Retype the whole listing verbatim and keep the pictures out of it.

--- start RECORDS FOR THIS TASK ---

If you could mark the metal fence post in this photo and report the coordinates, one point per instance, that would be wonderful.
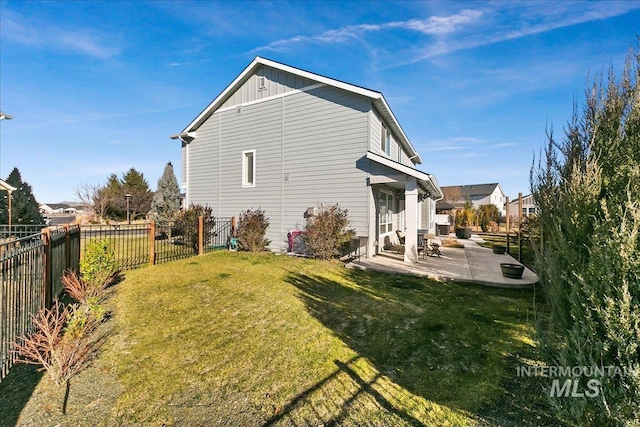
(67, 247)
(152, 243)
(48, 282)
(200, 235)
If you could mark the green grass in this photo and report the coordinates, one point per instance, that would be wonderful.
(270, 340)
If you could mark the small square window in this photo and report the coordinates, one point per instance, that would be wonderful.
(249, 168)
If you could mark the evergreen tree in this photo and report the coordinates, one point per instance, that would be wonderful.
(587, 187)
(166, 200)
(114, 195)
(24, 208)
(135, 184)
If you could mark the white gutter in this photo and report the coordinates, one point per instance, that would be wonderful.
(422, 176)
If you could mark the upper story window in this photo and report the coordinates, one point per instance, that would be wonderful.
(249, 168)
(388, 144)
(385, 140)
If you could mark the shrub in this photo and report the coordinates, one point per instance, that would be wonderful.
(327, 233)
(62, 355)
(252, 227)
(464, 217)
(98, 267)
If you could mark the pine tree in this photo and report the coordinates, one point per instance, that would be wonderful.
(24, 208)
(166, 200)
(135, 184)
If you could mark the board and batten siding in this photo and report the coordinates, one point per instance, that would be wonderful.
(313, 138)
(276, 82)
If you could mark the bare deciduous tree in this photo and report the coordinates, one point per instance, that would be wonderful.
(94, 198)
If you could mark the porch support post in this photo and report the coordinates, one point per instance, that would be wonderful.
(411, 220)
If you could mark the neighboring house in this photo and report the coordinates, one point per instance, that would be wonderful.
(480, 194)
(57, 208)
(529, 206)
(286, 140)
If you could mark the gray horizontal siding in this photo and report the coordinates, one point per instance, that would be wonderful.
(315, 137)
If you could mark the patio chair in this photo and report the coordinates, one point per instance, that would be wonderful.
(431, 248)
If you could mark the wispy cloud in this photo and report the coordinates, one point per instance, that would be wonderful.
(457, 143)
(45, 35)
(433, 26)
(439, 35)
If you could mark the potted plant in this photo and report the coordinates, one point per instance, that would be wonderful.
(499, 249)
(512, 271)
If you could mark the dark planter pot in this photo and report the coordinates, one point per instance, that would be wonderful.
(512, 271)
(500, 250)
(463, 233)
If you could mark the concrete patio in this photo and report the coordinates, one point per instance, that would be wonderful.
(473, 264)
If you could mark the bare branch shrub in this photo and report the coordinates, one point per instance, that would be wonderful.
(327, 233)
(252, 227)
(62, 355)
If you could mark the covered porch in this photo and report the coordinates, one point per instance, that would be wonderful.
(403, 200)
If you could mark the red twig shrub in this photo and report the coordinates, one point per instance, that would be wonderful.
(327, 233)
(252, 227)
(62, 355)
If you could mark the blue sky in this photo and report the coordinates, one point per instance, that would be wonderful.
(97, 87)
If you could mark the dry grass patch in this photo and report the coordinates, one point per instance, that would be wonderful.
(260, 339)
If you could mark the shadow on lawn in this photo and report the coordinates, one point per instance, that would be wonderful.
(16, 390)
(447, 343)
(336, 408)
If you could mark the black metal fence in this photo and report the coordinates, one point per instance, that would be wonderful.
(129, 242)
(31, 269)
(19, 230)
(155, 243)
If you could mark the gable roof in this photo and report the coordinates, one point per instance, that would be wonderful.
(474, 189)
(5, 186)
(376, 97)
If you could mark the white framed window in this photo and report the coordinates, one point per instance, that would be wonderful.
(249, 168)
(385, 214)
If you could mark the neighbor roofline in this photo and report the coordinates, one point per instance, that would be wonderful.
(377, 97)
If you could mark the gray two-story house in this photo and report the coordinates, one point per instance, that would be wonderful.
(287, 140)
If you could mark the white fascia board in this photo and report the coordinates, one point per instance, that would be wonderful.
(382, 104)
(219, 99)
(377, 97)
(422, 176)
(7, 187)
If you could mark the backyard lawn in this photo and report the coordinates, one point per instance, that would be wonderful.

--- end RECORDS FOR THIS TASK ---

> SOLUTION
If you could mark the metal fence post in this photo and report the coordinates, one point per instance, that would be wonderful.
(67, 247)
(152, 243)
(48, 282)
(200, 235)
If you could mark the green grass in this photo and report the coordinates, one point per instance, that would be wonderful.
(270, 340)
If you could mark the small square window in this photo and report the coordinates, one point per instance, that would be wonderful.
(249, 168)
If you could mark the evergreen tree in this photo and report the coordinates, one point per instance, that would be wonderful.
(587, 187)
(166, 200)
(114, 195)
(24, 208)
(135, 184)
If you could mark the white gutter in this photo and report the coordinates, one point per instance, that would be wonderful.
(422, 176)
If you could mark the upper story window in this photo and report the coordinates, one point per instance, that would be wonderful.
(249, 168)
(388, 144)
(385, 140)
If you could mark the shrub in this photo and report the coordinates, one point per instance, that would be wonderful.
(327, 233)
(62, 355)
(252, 227)
(464, 217)
(98, 267)
If you could mark the pine tree in this photo and report the coordinates, one point per instance, that would be wonderful.
(24, 208)
(166, 200)
(135, 184)
If you could mark the board and batten siding in this photo and report the coordinates, one point per instance, that would be wonderful.
(313, 138)
(276, 82)
If you could mark the bare deciduous tree in this photo and report the coordinates, one point per instance, that would be wonderful.
(94, 198)
If you could mark the porch support post in this photo and report the coordinates, one point per instance, that would be wonderful.
(411, 220)
If you could mark the neighboring house in this photo and report the coordinates, one point per instance, that would be wonderful.
(480, 194)
(57, 208)
(529, 206)
(286, 140)
If you could mark the gray horizontal siding in this photo and report the coordinates, one point per instance, that would be wonderful.
(315, 137)
If you could mark the patio chair in this photo and report the coordinates, one point per instance, that would be wonderful.
(431, 248)
If you could mark the wispy cloud in this photo and report the coordinates, one point per instance, that would be wonderful.
(457, 143)
(45, 35)
(433, 26)
(439, 35)
If you could mark the potted plant in this photo and report the coordinates, one point per instance, that would be wonderful.
(499, 249)
(512, 271)
If you could mark the dark planter pot in this photo and report the coordinates, one point per instance, that would be wonderful.
(512, 271)
(500, 250)
(463, 233)
If you could mark the concrete patio in this photo and report the coordinates, one point per instance, that would be wonderful.
(473, 264)
If you could mark the bare branch shrub in this photo and report the coordinates, one point per instance, that would be wonderful.
(327, 233)
(252, 227)
(62, 355)
If you could mark the covered porch in this photo and report the coordinates, one point per instance, that would be wonderful.
(403, 200)
If you could mark the red twig shrub in this photo and report the coordinates, one point per instance, that would be wonderful.
(327, 233)
(252, 227)
(62, 355)
If you could mark the blue sky in this photo and report the coordinates, one point per instance, that would be wonderful.
(97, 87)
If you could mark the dry grass patch in this photo and report the coordinates, one point per instance, that would be wonderful.
(260, 339)
If you could mark the shadow on lawn in this photo and report the coordinates, one point per instance, that would be wonderful.
(16, 390)
(447, 343)
(336, 408)
If you could mark the black metal fence in this photo and report the coordinates, one point per instance, that would be wonderful.
(129, 242)
(31, 269)
(19, 230)
(155, 243)
If you could mark the gable roof in this photo and report the coordinates, one point per instance, that would be wonderful.
(474, 189)
(5, 186)
(376, 97)
If you could mark the white framed window in this photo and report the coordinates, one point per instance, that would be wonderful.
(249, 168)
(385, 214)
If you could mark the neighbor roofline in this photo and report the coordinates, one point per instance, that would be wonderful.
(377, 97)
If you could mark the gray two-story house in this photo and report the coordinates, one point per instance, that would be wonderful.
(287, 140)
If you could mark the white fascia board in this photo and report the coordinates, one point per instance, that would be wonderful.
(382, 104)
(219, 99)
(377, 97)
(422, 176)
(7, 187)
If you could mark the backyard lawn in this photo and report the coordinates, one point per instance, that would be wonderful.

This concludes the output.